WHAT YOU SHOULD DO. Resume the methods passage below on measuring tea compounds, continuing after its final sentence.

EXCERPTED PASSAGE.
####

Catechin and purine alkaloids were determined by HPLC under the following conditions: C18 column; Diode Array Detector (DAD); column temperature: 35 °C, injection volume: 10 μL; mobile phase A was methanol; B was 0.1% trifluoroacetic acid solution; flow rate: 1 mL/min; detection wavelength: 278 nm: elution gradient: 0~2 min, 2%A; 2~8 min, 8%A; 8~30 min, 10%A; 30~35 min, 20%A; 35~45 min, 25%A; 45~55 min, 30%A; 55~60 min, 35%A.

The calculation formula is as follows:

$$\mathrm{polyphenols} (\mathrm{mg}/\mathrm{g})={\displaystyle \frac{\mathrm{A}\times \mathrm{V}1\times \mathrm{d}}{\mathrm{SLOPE}\times \mathrm{m}\times {\mathrm{w}\times 10}^6}}\times 1000$$

$$\mathrm{Flavones} (\mathrm{mg}/\mathrm{g})={\displaystyle \frac{\mathrm{A}\times 320}{1000}}\times {\displaystyle \frac{\mathrm{V}1}{\mathrm{V}2\times \mathrm{m}}}$$

$$\mathrm{total} \mathrm{free} \mathrm{amino} \mathrm{acids} (\mathrm{mg}/\mathrm{g})={\displaystyle \frac{\frac{\mathrm{c}}{1000}\times \frac{\mathrm{V}1}{\mathrm{V}2}}{\mathrm{m}\times \mathrm{w}}}\times 100$$

$$\mathrm{theaflavins} (\mathrm{mg}/\mathrm{g})={\displaystyle \frac{{\mathrm{A}}_{\mathrm{C}}\times 2.25}{\mathrm{m}\times \mathrm{w}}}\times 1000$$

$$\mathrm{thearubigins} (\mathrm{mg}/\mathrm{g})={\displaystyle \frac{7.06\times (2{\mathrm{A}}_{\mathrm{D}}+2{\mathrm{A}}_{\mathrm{A}}-{\mathrm{A}}_{\mathrm{C}}-2{\mathrm{A}}_{\mathrm{B}})}{\mathrm{m}\times \mathrm{w}}}\times 1000$$

$$\mathrm{theabrownins} (\mathrm{mg}/\mathrm{g})={\displaystyle \frac{7.06\times 2{\mathrm{A}}_{\mathrm{B}}}{\mathrm{m}\times \mathrm{w}}}\times 1000$$

$$\mathrm{soluble} \mathrm{sugar} (\mathrm{mg}/\mathrm{g})={\displaystyle \frac{\frac{\mathrm{c}}{1000}\times \mathrm{V}1}{\mathrm{m}\times \mathrm{w}}}\times 1000$$

$$\mathrm{catechin} (\mathrm{mg}/\mathrm{g})={\displaystyle \frac{\mathrm{c}\times \mathrm{V}1}{\mathrm{m}\times \mathrm{w}}}\times 1000$$

$$\mathrm{purine} \mathrm{alkaloids} (\mathrm{mg}/\mathrm{g})={\displaystyle \frac{\mathrm{c}\times \mathrm{V}1}{\mathrm{m}\times \mathrm{w}}}\times 1000$$

A: Absorbance of sample test solution;

V1: Total volume of sample (mL);

V2: Volume of measured liquid (mL);

m: Sample quality (g);

W: Dry weight (%);

C: Concentration calculated based on standard curve (ug/mL);

SLOPE: Slope of gallic acid standard curve.

2.5. Determination of Volatile Substances

The determination was performed by GC-MS (Agilent Technologies Co., LTD., Santa Clara, CA, USA).

####

DATA SUPPLIED.
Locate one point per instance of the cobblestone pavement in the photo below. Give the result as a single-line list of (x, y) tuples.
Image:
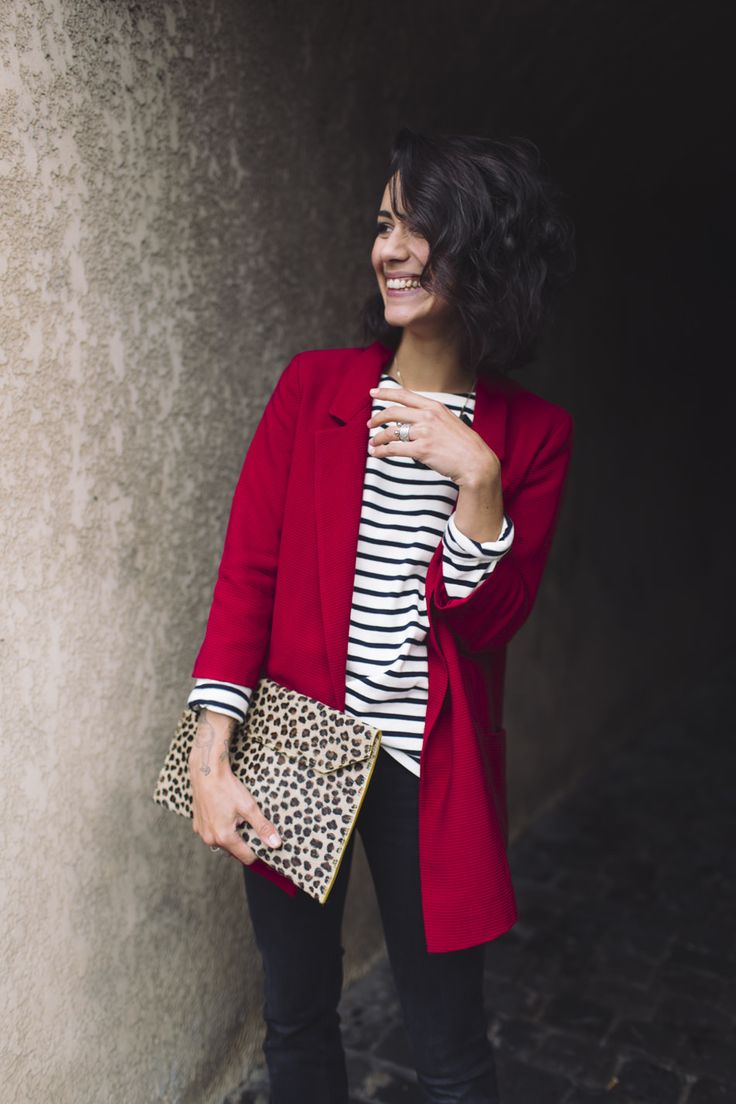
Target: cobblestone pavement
[(617, 984)]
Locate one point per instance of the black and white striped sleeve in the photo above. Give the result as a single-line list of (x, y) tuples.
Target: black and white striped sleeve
[(466, 562), (221, 698)]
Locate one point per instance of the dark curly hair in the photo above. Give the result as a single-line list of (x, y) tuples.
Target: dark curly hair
[(498, 242)]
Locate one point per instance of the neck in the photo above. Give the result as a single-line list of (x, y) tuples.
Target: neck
[(430, 363)]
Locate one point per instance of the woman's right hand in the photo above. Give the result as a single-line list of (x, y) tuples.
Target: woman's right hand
[(220, 800)]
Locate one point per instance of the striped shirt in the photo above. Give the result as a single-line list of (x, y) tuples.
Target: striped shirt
[(406, 510)]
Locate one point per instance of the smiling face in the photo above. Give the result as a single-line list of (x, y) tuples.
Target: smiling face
[(398, 258)]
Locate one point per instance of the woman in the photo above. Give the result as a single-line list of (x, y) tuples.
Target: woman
[(386, 540)]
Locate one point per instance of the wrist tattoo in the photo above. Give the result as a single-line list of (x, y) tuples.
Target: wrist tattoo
[(204, 738)]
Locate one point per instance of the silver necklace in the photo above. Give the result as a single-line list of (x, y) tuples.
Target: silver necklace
[(398, 373)]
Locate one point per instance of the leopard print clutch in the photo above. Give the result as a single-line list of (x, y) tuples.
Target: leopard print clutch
[(308, 767)]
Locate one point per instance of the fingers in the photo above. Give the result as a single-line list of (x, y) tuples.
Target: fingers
[(248, 810)]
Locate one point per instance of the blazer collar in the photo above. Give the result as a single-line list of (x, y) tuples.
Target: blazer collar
[(352, 401)]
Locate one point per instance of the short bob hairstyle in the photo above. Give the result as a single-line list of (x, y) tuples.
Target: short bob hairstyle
[(498, 243)]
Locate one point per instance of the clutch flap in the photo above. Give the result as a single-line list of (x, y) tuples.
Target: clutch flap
[(300, 728)]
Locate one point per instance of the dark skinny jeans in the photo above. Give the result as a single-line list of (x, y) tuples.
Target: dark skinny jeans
[(300, 945)]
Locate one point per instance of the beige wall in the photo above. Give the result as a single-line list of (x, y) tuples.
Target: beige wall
[(152, 287)]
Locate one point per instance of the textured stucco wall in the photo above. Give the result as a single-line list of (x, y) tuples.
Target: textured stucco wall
[(187, 197)]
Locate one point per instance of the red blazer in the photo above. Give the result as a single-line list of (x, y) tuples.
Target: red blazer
[(283, 600)]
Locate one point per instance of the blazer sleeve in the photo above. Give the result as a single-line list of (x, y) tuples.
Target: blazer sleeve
[(238, 625), (493, 612)]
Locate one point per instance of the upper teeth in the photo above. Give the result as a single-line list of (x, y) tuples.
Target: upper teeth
[(397, 283)]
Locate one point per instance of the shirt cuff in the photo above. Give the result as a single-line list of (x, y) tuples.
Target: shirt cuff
[(467, 562), (221, 698)]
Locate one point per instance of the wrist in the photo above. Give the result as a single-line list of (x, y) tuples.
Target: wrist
[(483, 480)]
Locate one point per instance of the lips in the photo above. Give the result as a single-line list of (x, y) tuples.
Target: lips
[(402, 283)]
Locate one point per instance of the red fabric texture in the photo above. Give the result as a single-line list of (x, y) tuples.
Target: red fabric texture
[(284, 592)]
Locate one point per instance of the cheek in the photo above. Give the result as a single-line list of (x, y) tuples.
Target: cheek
[(375, 257)]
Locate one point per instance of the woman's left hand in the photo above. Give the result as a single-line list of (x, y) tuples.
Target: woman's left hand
[(438, 438)]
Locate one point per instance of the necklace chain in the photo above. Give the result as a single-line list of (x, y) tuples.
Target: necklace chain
[(398, 373)]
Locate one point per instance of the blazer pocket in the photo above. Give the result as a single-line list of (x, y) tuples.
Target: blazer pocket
[(493, 746)]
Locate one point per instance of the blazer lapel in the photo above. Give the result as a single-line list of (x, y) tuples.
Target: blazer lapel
[(341, 453)]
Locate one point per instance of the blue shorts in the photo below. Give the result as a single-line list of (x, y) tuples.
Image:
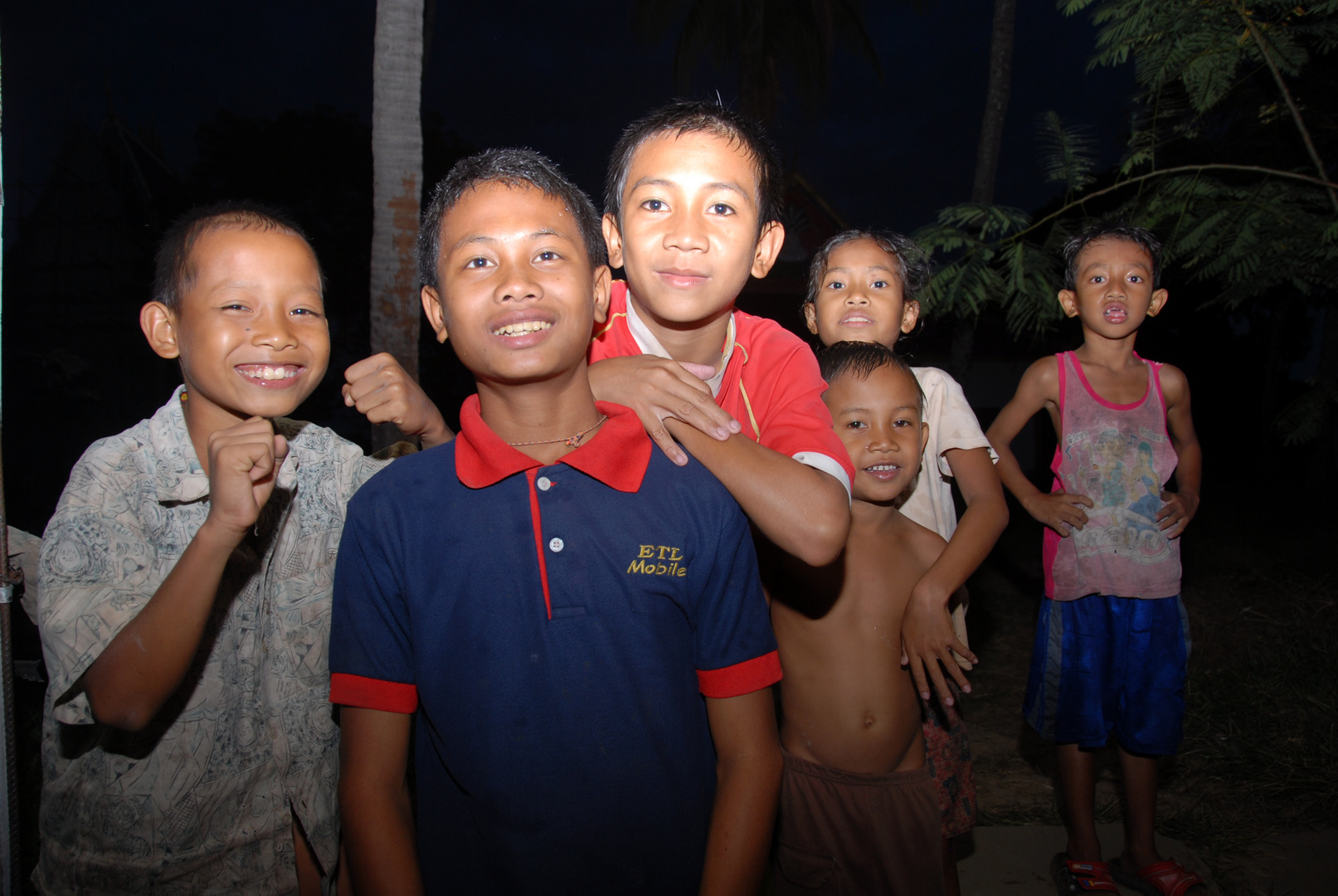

####

RESPONSE TO THE TASK.
Tea sample pretreatment: Volatile components of the tea sample were extracted by headspace solid-phase microextraction: 2 g of tea powder was weighed and transferred immediately to a 40 mL headspace vial, containing 2 mL NaCl saturated solution, and 20 μL 2-phenethyl acetate (5 mg/L) was added as an internal standard (IS). The vial was sealed with two layers of tin foil and preheated at 80 °C for 40 min. DVB/CAR/PDMS fiber (inner diameter: 50/30 μm; length: 2 cm) was inserted into the headspace bottle, and the fiber head was rotated to extract at 80 °C for 40 min. After extraction, the extracted fiber was put into the entrance of the gas chromatograph and analyzed at 250 °C for 3 min.

Analytical conditions: HP-5MS capillary column (30 m × 0.25 mm × 0.25 μm); the GC/MS capillary was supported by high-purity helium gas with a flow rate of 1.0 mL/min and no shunt mode. Injection volume: 1 μL. Heating procedure: 50 °C for the first 1 min, then 220 °C at a speed of 5 °C/min for 5 min. Mass spectra were scanned in the range of 30–350 m/z, and the solvent delay time was 4 min. The mass spectrum ion source was set to 230 °C with an electron energy of 70 eV.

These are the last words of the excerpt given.